REQUEST: Determine how many lines of the records below contain the string "finger". Reply with that number alone.

DATASET EXTRACT:
▬▬▬▬▬▬▬▬▬▬
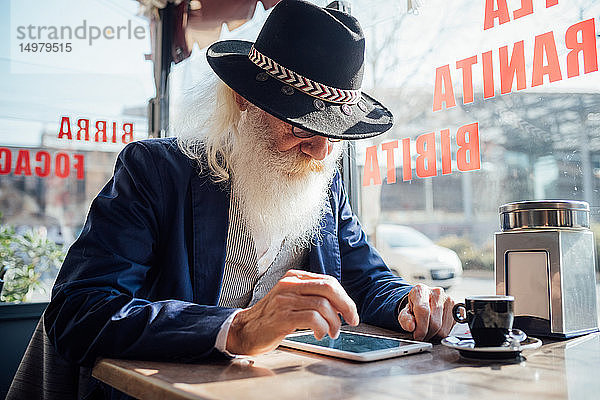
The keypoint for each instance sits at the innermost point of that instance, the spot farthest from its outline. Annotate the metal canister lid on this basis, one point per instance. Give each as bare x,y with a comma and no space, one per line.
542,214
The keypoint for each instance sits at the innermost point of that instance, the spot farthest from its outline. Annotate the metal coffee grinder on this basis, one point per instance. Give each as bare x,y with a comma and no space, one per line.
545,258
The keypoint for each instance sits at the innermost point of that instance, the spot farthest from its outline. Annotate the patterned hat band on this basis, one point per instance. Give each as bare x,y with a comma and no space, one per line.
308,86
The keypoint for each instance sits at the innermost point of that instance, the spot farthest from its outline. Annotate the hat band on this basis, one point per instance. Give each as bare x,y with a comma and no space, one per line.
308,86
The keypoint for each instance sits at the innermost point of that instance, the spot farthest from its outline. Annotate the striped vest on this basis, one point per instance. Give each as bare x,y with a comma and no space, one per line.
243,285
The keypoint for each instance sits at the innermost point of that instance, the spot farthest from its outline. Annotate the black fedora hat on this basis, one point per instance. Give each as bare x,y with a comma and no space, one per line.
305,68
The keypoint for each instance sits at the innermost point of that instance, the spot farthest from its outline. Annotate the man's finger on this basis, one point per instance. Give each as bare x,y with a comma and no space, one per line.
323,307
418,300
308,319
436,306
448,318
406,320
324,286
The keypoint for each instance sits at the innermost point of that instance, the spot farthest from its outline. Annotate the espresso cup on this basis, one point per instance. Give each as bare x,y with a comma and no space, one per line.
490,320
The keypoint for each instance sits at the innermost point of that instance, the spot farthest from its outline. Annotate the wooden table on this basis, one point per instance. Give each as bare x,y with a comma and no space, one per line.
557,370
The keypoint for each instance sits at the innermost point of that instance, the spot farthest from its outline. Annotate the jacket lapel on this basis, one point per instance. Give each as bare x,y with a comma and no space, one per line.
324,255
210,207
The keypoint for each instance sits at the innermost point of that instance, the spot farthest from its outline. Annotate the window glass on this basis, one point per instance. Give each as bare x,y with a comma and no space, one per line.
73,92
492,105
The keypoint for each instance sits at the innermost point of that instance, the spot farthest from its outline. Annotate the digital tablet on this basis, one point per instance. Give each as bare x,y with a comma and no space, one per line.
355,346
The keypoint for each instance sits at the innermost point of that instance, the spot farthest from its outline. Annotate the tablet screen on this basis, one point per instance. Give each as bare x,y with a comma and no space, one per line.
351,342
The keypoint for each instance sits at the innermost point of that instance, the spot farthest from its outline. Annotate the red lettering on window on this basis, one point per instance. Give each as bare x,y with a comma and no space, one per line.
426,162
467,155
99,129
488,75
526,9
79,165
84,127
544,44
391,165
492,13
43,171
371,171
23,165
446,154
62,165
443,92
65,128
5,155
467,67
512,69
128,134
587,46
406,160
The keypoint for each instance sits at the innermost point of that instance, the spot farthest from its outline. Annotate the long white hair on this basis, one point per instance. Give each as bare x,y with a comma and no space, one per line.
205,124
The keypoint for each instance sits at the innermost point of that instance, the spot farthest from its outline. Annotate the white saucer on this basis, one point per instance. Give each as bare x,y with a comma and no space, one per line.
467,348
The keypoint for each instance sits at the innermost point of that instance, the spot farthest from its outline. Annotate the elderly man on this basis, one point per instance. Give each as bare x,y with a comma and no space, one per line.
224,242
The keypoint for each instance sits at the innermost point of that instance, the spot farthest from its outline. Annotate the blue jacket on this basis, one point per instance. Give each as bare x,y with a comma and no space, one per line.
143,279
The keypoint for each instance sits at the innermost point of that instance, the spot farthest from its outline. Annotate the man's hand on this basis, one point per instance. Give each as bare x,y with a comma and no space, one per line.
300,300
428,313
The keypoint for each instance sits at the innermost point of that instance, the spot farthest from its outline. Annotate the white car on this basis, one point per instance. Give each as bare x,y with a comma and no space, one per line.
413,256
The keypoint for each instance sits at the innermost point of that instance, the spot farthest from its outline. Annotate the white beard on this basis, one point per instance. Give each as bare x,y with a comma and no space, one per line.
282,195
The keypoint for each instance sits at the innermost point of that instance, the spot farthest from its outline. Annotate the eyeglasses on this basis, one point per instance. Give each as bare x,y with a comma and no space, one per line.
302,134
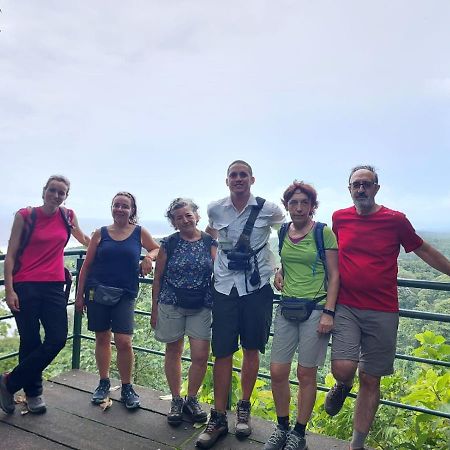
▬▬▬▬▬▬▬▬▬▬
RESULT: 1